◆ **Directions for this task**
All records below are to be transcribed exactly, with every picture left out.

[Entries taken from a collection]
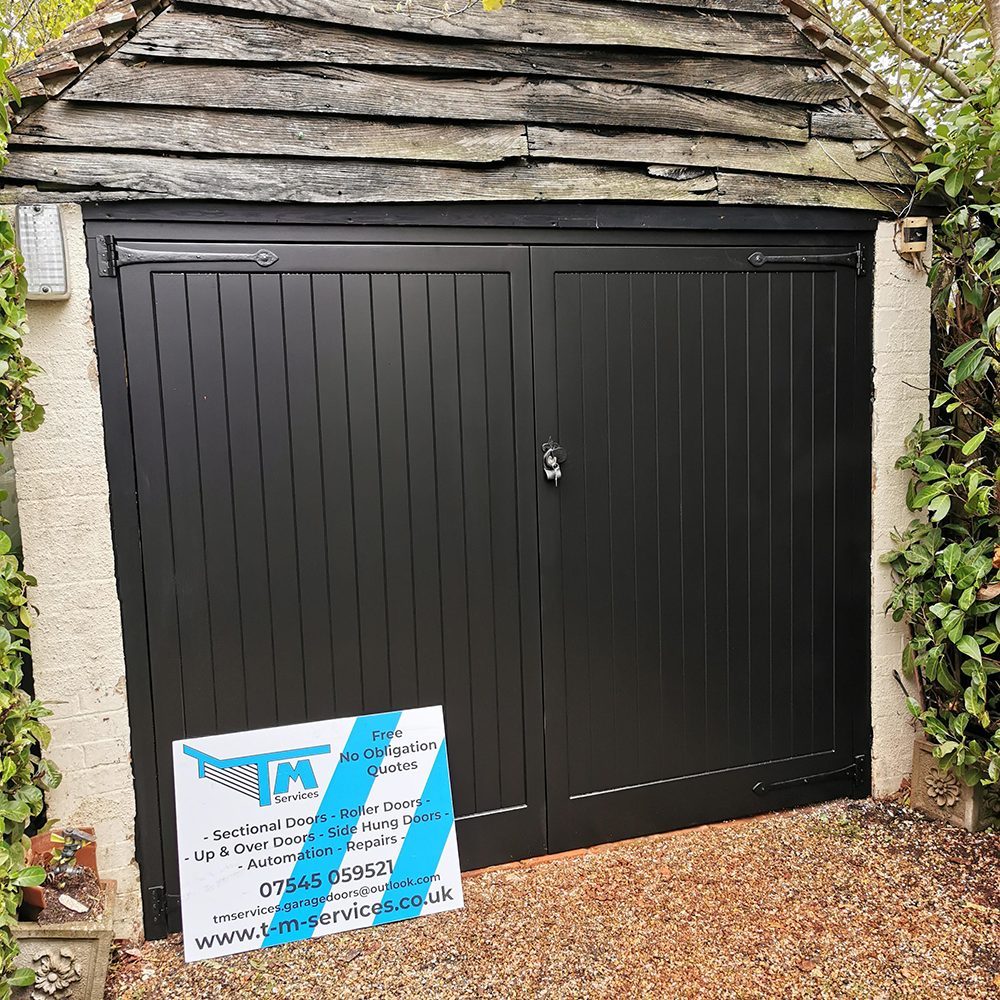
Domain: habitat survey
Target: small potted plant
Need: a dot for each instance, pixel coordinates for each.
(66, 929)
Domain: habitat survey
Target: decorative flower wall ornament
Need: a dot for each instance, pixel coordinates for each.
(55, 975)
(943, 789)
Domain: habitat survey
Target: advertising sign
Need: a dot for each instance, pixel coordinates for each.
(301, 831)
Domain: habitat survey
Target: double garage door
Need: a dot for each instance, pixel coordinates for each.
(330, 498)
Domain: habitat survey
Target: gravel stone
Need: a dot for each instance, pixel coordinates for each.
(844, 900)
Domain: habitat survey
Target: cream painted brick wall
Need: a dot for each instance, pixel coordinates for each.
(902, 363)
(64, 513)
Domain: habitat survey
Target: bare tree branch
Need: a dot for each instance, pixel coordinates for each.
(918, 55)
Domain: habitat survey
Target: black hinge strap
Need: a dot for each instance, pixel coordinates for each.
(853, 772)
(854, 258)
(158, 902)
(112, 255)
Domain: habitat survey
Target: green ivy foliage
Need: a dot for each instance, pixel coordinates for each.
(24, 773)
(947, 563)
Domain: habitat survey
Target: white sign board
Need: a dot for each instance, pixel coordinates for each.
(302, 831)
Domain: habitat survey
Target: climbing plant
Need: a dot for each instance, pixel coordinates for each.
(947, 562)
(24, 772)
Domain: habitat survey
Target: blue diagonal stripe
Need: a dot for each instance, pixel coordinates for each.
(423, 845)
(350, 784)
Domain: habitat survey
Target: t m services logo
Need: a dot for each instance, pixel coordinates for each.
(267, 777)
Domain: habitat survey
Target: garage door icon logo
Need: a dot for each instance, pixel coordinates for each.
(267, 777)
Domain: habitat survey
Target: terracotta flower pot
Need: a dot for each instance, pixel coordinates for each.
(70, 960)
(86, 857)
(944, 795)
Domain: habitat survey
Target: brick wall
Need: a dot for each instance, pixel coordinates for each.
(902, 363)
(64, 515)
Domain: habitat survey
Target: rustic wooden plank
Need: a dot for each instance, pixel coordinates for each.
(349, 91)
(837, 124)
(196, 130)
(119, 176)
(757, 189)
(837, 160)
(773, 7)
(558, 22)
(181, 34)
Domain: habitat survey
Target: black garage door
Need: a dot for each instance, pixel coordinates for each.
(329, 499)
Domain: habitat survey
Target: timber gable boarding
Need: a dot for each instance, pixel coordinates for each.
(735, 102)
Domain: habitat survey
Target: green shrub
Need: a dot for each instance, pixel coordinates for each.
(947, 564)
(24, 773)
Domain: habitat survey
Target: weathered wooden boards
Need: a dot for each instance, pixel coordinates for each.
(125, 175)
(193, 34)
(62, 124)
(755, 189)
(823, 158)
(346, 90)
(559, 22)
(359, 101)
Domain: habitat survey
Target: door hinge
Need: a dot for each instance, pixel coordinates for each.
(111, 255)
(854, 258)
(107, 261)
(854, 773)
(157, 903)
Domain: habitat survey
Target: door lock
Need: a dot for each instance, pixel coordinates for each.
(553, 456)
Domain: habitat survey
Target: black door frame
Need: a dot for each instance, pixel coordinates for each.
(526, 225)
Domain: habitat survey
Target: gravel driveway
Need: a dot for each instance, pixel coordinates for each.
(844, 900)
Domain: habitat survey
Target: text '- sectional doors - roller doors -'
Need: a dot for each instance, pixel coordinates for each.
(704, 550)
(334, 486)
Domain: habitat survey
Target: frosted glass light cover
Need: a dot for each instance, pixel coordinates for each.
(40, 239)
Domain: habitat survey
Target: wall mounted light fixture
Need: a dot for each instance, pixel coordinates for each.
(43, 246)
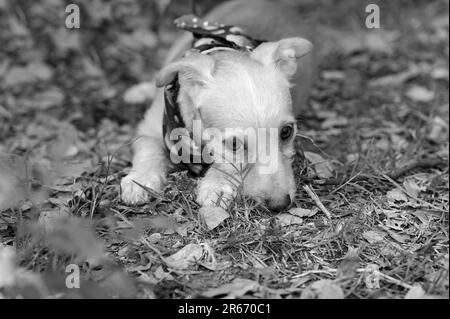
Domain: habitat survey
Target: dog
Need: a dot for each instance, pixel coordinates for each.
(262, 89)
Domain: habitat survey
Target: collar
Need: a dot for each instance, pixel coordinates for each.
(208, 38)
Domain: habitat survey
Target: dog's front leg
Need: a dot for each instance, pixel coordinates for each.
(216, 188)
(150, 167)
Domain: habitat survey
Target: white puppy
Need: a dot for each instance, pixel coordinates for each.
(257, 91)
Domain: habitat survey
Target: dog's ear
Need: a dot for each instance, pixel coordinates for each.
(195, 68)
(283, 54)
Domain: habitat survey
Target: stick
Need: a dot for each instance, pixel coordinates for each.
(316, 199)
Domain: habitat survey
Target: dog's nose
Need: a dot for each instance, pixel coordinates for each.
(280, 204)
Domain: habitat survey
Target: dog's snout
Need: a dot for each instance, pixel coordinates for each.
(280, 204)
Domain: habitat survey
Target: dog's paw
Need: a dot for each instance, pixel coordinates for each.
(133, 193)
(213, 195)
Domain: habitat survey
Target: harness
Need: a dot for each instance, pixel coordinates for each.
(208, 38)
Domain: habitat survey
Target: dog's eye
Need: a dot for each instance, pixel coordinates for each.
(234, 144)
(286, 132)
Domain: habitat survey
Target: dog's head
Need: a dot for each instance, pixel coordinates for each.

◆ **Written response**
Domain: habitat survey
Target: small potted plant
Need: a dot for each instance, pixel coordinates for each.
(66, 929)
Domain: habitat survey
Target: decorative flower wall ornament
Need: a dot for each instance, pixel coordinates for each.
(55, 975)
(943, 789)
Domain: habitat survey
Target: advertising sign
Need: a dot for each instance, pixel coordinates for each.
(301, 831)
Domain: habitat survey
Target: double garage door
Need: a dot for each instance, pixel coordinates for each.
(330, 498)
Domain: habitat survey
Target: gravel stone
Need: a dot for each instance, pixel coordinates for each.
(844, 900)
Domain: habitat survey
Target: cream painted brick wall
Need: a dot for each instance, pixel coordinates for each.
(902, 363)
(64, 513)
Domain: habitat survey
Target: bare tree branch
Need: a dot for each instance, pixel coordinates for each.
(918, 55)
Domain: habitat survey
Target: black hinge strap
Need: a dot for each instance, pixel coordinates for each.
(853, 772)
(854, 258)
(158, 902)
(112, 255)
Domain: habitat survey
Target: green ivy foliage
Need: a dot for each instance, pixel coordinates for each.
(24, 773)
(947, 563)
Domain: habitat survey
Target: white sign board
Need: a dot for each instance, pixel coordinates for each.
(302, 831)
Domain: habitat survey
Target: climbing plant
Need: a dot for each instance, pixel coordinates for each.
(947, 562)
(24, 772)
Domain: habitat survey
Target: blue diagonal stripe
Need: a dot for each instance, pixel coordinates for each.
(423, 845)
(350, 784)
Domain: habitat survey
Target: t m services logo
Need: a dot for each instance, pixel coordinates for each.
(267, 777)
Domain: habitat survey
Target: garage door icon logo
Need: a dot for each instance, pixel coordinates for each.
(267, 777)
Domain: habitat survey
Target: terracotta flower pot
Need: a dot for each instance, pixel coordinates for each.
(70, 960)
(86, 857)
(944, 795)
Domain: habitat survey
Target: brick wall
Need: a dot for each instance, pixel coordinates for each.
(902, 363)
(64, 515)
Domain: habitat survey
Target: rustic wooden plank
Need: a dot for each instance, pixel coordinates for each.
(349, 91)
(837, 124)
(196, 130)
(119, 176)
(757, 189)
(837, 160)
(773, 7)
(558, 22)
(181, 34)
Domain: habitat survey
Target: black garage door
Need: a dot for each instance, pixel coordinates for each.
(329, 499)
Domain: habitat survey
Target: timber gable boarding
Need: a dot for each instance, pixel coordinates for each.
(735, 102)
Domain: habitat survey
Target: green shrub
Need: a dot for each instance, pixel coordinates for each.
(947, 564)
(24, 773)
Domain: habitat survey
Target: weathered wooden boards
Need: a dot for each instance, pixel coordinates for each.
(125, 175)
(193, 34)
(62, 124)
(755, 189)
(823, 158)
(346, 90)
(559, 22)
(359, 101)
Domain: habitat survey
Target: door hinge
Need: a dot for each instance, pixel coordinates for each.
(111, 255)
(854, 258)
(107, 261)
(854, 773)
(157, 903)
Domain: habitat survey
Target: door lock
Need: a dot for each instance, pixel coordinates for each.
(553, 456)
Domain: habitat survey
Target: black door frame
Need: a dot for each instance, pixel coordinates for each.
(526, 225)
Domain: habitat survey
Target: gravel driveway
Need: a dot for each instance, pixel coordinates for each.
(844, 900)
Domain: habitat survey
Target: text '- sectional doors - roller doors -'
Need: a dot for each instance, pixel coordinates for each.
(704, 550)
(334, 486)
Domain: habitat survey
Target: frosted glass light cover
Need: a dot for each instance, pixel coordinates for each.
(40, 239)
Domain: habitat survey
Target: wall mounted light fixture
Need: a dot for each instance, pixel coordinates for each.
(43, 246)
Domain: habitat survey
Target: dog
Need: a dot for each instance, pixel coordinates for each.
(262, 89)
Domain: habitat survey
Target: collar
Need: a dot for each instance, pixel coordinates for each.
(208, 38)
Domain: habitat survey
Target: dog's front leg
Need: a dot for each instance, pixel coordinates for each.
(216, 188)
(150, 167)
Domain: habitat survey
Target: white puppy
Need: a dot for each instance, pixel coordinates for each.
(257, 91)
Domain: habitat survey
Target: dog's ear
Need: a dot for each instance, pixel coordinates for each.
(195, 68)
(283, 54)
Domain: habitat survey
Target: stick
Need: a dot for each instance, pixel coordinates for each.
(316, 199)
Domain: habitat survey
Target: dog's nose
Need: a dot for each instance, pixel coordinates for each.
(280, 204)
Domain: habitat survey
Target: dog's snout
Need: a dot for each instance, pixel coordinates for each.
(280, 204)
Domain: habitat survey
Target: dog's paw
Need: a dot for each instance, pixel coordinates for each.
(133, 193)
(213, 195)
Domain: habitat survey
Target: harness
Need: a dot for each instance, pixel coordinates for each.
(208, 38)
Domain: habitat survey
Target: dog's eye
Need: a dot for each instance, pixel coordinates for each.
(234, 144)
(286, 132)
Domain: habitat survey
Target: dog's head
Need: a dot for each instance, pixel coordinates for each.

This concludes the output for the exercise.